### Exercise goal
From the first record to the last, write out each one exactly.

(Data entries)
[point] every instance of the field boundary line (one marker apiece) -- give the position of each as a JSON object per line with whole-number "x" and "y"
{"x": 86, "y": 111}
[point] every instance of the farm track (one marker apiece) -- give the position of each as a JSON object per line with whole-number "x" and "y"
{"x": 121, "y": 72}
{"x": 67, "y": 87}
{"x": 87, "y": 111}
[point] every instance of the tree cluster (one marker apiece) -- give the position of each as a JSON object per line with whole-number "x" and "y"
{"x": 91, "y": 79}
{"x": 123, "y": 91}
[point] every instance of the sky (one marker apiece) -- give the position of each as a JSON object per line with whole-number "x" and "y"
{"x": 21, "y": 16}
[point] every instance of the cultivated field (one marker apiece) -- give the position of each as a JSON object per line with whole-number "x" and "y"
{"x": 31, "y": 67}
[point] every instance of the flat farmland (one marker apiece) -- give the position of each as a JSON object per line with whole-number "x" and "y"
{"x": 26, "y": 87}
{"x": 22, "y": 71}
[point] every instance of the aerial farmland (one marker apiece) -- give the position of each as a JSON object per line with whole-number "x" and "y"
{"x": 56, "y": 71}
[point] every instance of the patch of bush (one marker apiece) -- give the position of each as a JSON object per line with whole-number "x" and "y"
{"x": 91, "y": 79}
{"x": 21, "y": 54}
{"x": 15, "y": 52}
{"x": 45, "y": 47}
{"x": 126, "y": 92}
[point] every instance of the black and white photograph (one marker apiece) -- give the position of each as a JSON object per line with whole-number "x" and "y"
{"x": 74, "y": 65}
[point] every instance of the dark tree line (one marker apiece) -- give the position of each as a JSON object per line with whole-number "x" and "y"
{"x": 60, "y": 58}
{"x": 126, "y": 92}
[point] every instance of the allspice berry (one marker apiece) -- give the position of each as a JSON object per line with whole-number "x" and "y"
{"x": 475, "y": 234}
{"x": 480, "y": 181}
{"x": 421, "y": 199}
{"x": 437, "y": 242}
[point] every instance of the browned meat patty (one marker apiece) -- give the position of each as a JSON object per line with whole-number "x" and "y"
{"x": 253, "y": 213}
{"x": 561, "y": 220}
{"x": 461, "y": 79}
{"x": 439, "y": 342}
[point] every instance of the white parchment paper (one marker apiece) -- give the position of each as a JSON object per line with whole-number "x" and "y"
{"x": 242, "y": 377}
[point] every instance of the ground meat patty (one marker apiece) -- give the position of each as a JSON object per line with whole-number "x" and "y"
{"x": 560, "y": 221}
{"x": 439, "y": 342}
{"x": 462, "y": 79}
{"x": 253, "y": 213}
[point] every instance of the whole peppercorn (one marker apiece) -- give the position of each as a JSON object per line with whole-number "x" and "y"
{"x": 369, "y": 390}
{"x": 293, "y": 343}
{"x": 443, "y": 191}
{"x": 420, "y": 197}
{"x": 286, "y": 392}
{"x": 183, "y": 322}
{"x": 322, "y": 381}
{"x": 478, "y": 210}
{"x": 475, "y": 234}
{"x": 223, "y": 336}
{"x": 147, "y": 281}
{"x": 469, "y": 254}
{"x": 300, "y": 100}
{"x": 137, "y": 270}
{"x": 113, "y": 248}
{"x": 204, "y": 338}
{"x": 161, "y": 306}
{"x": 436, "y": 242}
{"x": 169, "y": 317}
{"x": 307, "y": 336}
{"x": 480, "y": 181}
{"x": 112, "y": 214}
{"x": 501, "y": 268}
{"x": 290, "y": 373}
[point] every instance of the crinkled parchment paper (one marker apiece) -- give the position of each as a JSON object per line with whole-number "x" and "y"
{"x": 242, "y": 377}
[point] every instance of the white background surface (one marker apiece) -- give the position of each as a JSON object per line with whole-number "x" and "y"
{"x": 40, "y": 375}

### Reply to the task
[point] every instance of the field boundary line (one marker apiece) -- give the position of each as a JSON object per line with whole-number "x" and "y"
{"x": 86, "y": 111}
[point] every instance of the farm track (one marker apiece) -- give the position of each as a JSON object per line with whole-number "x" and "y"
{"x": 121, "y": 72}
{"x": 67, "y": 87}
{"x": 87, "y": 111}
[point] every instance of the tree cluster (one marker apiece) -- give the position of each as a JSON object per line with whole-number "x" and "y"
{"x": 91, "y": 79}
{"x": 123, "y": 91}
[point] every instance of the sky (one marker apiece) -- give the position of each as a JSON object per line with whole-number "x" and "y"
{"x": 21, "y": 16}
[point] every instance of the cultivated field (one marker apiece) -- give the position of each as a JSON object per line with whole-number "x" and "y"
{"x": 31, "y": 67}
[point] every instance of the flat farmland (one marker apiece) -- give the position of each as a JSON object per line with whole-number "x" and "y"
{"x": 26, "y": 87}
{"x": 22, "y": 71}
[point] every instance of the aerial farmland (one marker apiece) -- give the position of each as a JSON object per line with whole-number "x" and "y"
{"x": 56, "y": 71}
[point] every instance of the patch of bush (one marker apiece) -- give the position of each as a JSON object per line with whole-number "x" and "y"
{"x": 91, "y": 79}
{"x": 21, "y": 54}
{"x": 15, "y": 52}
{"x": 45, "y": 47}
{"x": 126, "y": 92}
[point] every instance of the black and white photograph (one marker apiece) -- give the position of each as a JSON object per line with whole-number "x" and "y"
{"x": 74, "y": 65}
[point] every instance of the dark tree line (one marker apiece) -- give the position of each as a JSON object per line with whole-number "x" and "y"
{"x": 60, "y": 58}
{"x": 126, "y": 92}
[point] every instance of the allspice berry (one marker apiece) -- give the position of each as a JSON object per line with whole-number "x" and "y"
{"x": 475, "y": 234}
{"x": 480, "y": 181}
{"x": 421, "y": 199}
{"x": 437, "y": 242}
[point] every instance of the browned meat patty (one marker apiece) -- give the position of each as a JSON object per line with whole-number "x" and "y"
{"x": 253, "y": 213}
{"x": 561, "y": 220}
{"x": 461, "y": 79}
{"x": 439, "y": 342}
[point] every instance of the white parchment paper (one marker apiece) -- give the position of each as a JSON object per line with whole-number "x" and "y"
{"x": 242, "y": 377}
[point] every instance of the ground meat patty (one marker apiece) -- give the position of each as a JSON object per line with whole-number "x" and "y"
{"x": 560, "y": 221}
{"x": 439, "y": 342}
{"x": 462, "y": 79}
{"x": 253, "y": 213}
[point] every instance of the whole peppercorn (one marker apiece) -- give the position of each as a JSON object per line with whole-number "x" and "y"
{"x": 369, "y": 390}
{"x": 293, "y": 343}
{"x": 443, "y": 191}
{"x": 420, "y": 197}
{"x": 286, "y": 392}
{"x": 183, "y": 322}
{"x": 322, "y": 381}
{"x": 478, "y": 210}
{"x": 475, "y": 234}
{"x": 223, "y": 336}
{"x": 147, "y": 281}
{"x": 469, "y": 254}
{"x": 300, "y": 100}
{"x": 137, "y": 270}
{"x": 113, "y": 248}
{"x": 204, "y": 338}
{"x": 161, "y": 306}
{"x": 436, "y": 242}
{"x": 169, "y": 317}
{"x": 307, "y": 336}
{"x": 480, "y": 181}
{"x": 112, "y": 214}
{"x": 501, "y": 268}
{"x": 290, "y": 373}
[point] every instance of the crinkled parchment paper (one marker apiece) -- give the position of each as a JSON object per line with whole-number "x" and "y"
{"x": 242, "y": 377}
[point] every instance of the white background surface (one marker apiece) -- give the position of each as a JSON object per line with whole-number "x" and "y"
{"x": 40, "y": 375}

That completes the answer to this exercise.